Parts of the exercise -
1 - Rewrite the EVAR report starting with "Mohan, St Francis" and going on through "3,5281in 2008 (p<0.01).", substituting "inpatient rehabilitation" for "institutional rehabilitation".
2 - According to the EVAR report, where was the Society of Interventional Radiology's 36th Annual Meeting held?

From 2001 to 2006, there was a steady and significant increase in the number of EVAR procedures performed for emergency admissions, Prasoon Mohan told delegates at the Society of Interventional Radiology’s 36th Annual Meeting in Chicago, USA.
The study set out to identify the nationwide trends in utilisation of endovascular abdominal aortic aneurysm repair (EVAR) in emergency setting and to compare the trends in cost and outcomes with that of open abdominal aortic aneurysm repair. It also aimed to assess whether the increase in emergency procedures had an impact on the outcomes of EVAR.
Mohan, St Francis Hospital, Evanston, USA, said, “Despite the increase in emergency procedures, in-hospital mortality rate and mean hospital stay associated with EVAR showed a steady and significant fall from 2001 to 2008. There was a significant increase in the number of patients needing institutional rehabilitation and home health care following EVAR during the study period.”
The investigators searched for principal procedures of EVAR and open repair from 2000 to 2008 using the ICD-9-CM codes from the National Inpatient Sample from the Healthcare Cost and Utilization Project. “All analyses were performed on data that were weighted to provide national estimates. The Z-test was used for significance testing,” noted Mohan.
- Mohan told delegates that the total number of EVAR procedures showed a steady increase from 2,338 in 2000 to 3,5281in 2008 (p<0.01).
- EVAR procedures performed for emergency admissions showed a steady increase from 464 in 2001 to 2,073 in 2006 (p<0.01).

Extracted data -
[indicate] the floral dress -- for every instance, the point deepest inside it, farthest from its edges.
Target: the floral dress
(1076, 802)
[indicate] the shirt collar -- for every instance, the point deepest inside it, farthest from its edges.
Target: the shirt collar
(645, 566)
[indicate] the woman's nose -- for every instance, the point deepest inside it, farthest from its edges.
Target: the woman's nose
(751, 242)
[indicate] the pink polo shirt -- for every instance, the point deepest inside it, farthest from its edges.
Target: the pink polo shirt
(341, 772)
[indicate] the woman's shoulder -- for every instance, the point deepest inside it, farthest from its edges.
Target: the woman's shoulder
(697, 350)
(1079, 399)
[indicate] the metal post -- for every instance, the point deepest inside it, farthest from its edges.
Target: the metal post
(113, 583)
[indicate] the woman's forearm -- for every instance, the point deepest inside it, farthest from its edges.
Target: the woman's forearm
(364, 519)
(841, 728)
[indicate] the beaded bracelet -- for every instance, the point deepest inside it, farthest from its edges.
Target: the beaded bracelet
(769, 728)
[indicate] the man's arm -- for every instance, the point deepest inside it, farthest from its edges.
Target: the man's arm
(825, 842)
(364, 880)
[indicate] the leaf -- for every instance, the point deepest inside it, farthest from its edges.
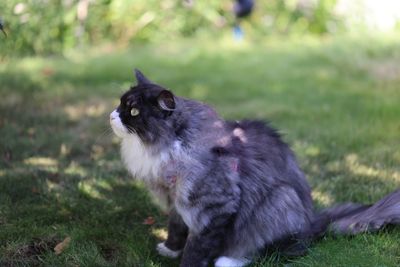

Problem solutions -
1 -
Mohan, St Francis Hospital, Evanston, USA, said, “Despite the increase in emergency procedures, in-hospital mortality rate and mean hospital stay associated with EVAR showed a steady and significant fall from 2001 to 2008. There was a significant increase in the number of patients needing inpatient rehabilitation and home health care following EVAR during the study period.”
The investigators searched for principal procedures of EVAR and open repair from 2000 to 2008 using the ICD-9-CM codes from the National Inpatient Sample from the Healthcare Cost and Utilization Project. “All analyses were performed on data that were weighted to provide national estimates. The Z-test was used for significance testing,” noted Mohan.
- Mohan told delegates that the total number of EVAR procedures showed a steady increase from 2,338 in 2000 to 3,5281in 2008 (p<0.01).

2 - Chicago, USA.